- Official name: Dolphus M. Grainger Generating Station
- Country: United States
- Location: Horry County, South Carolina near Conway, South Carolina
- Coordinates: 33°49′33″N 79°03′10″W﻿ / ﻿33.82583°N 79.05278°W
- Status: Decommissioned
- Commission date: Units 1–2: 1966
- Decommission date: Units 1–2: 2012
- Owner: Central Electric Power Cooperative
- Operator: Santee Cooper

Thermal power station
- Primary fuel: Coal
- Cooling source: Lake Busbee

Power generation
- Nameplate capacity: 170 MW

= Grainger Generating Station =

The Dolphus M. Grainger Generating Station was a coal power plant located near Conway in Horry County, South Carolina, United States. The plant closed in 2012. It was owned by Central Electric Power Cooperative and operated by Santee Cooper.

==History==
Grainger was constructed at a cost of $52 million and unit 1 began generating electricity in 1965 and unit 2 began operation in 1966. The plant is named after Dolphus M. Grainger, a Horry County native who pushed for rural electrification. The power plant had 2 units and had an operating capacity of 170 megawatts (MW). Its cooling source came from the nearby Waccamaw River and outlet to Lake Busbee which was created for the power plant. In 2004, Grainger along with several other coal plants owned by Santee Cooper were found to be in violation of the Clean Air Act. As a part of the settlement, Santee Cooper had to install LO-NOx burners to reduce nitrogen oxide emissions at Grainger. Grainger was retired in October 2012 by Santee Cooper as it was too costly to comply with the United States Environmental Protection Agency's (EPA) Mercury and Air Toxics Standard (MATS). After three years of decommissioning, demolition of Grainger's structure began in 2015. Its two smokestacks were imploded using controlled demolition in February 2016. Lake Busbee was drained and returned to its natural state as wetlands in 2018.

ASSIGNMENT: Duplicate the passage of the Grainger Generating Station text from "The Dolphus M." to "by Santee Cooper." word for word. Rely on the Grainger Generating Station text alone.

GIVEN INFORMATION:
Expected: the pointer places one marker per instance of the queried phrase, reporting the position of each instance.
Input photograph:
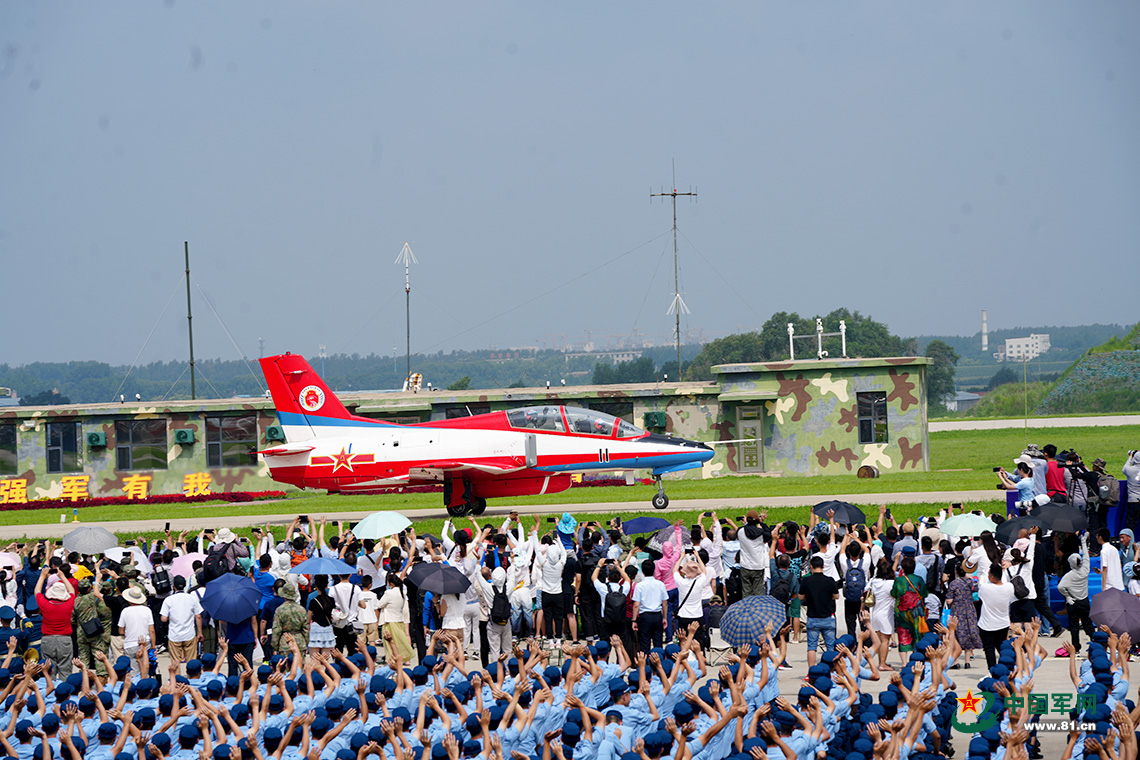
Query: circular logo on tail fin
(311, 398)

RESULT OF THE EXERCISE:
The Dolphus M. Grainger Generating Station was a coal power plant located near Conway in Horry County, South Carolina, United States. The plant closed in 2012. It was owned by Central Electric Power Cooperative and operated by Santee Cooper.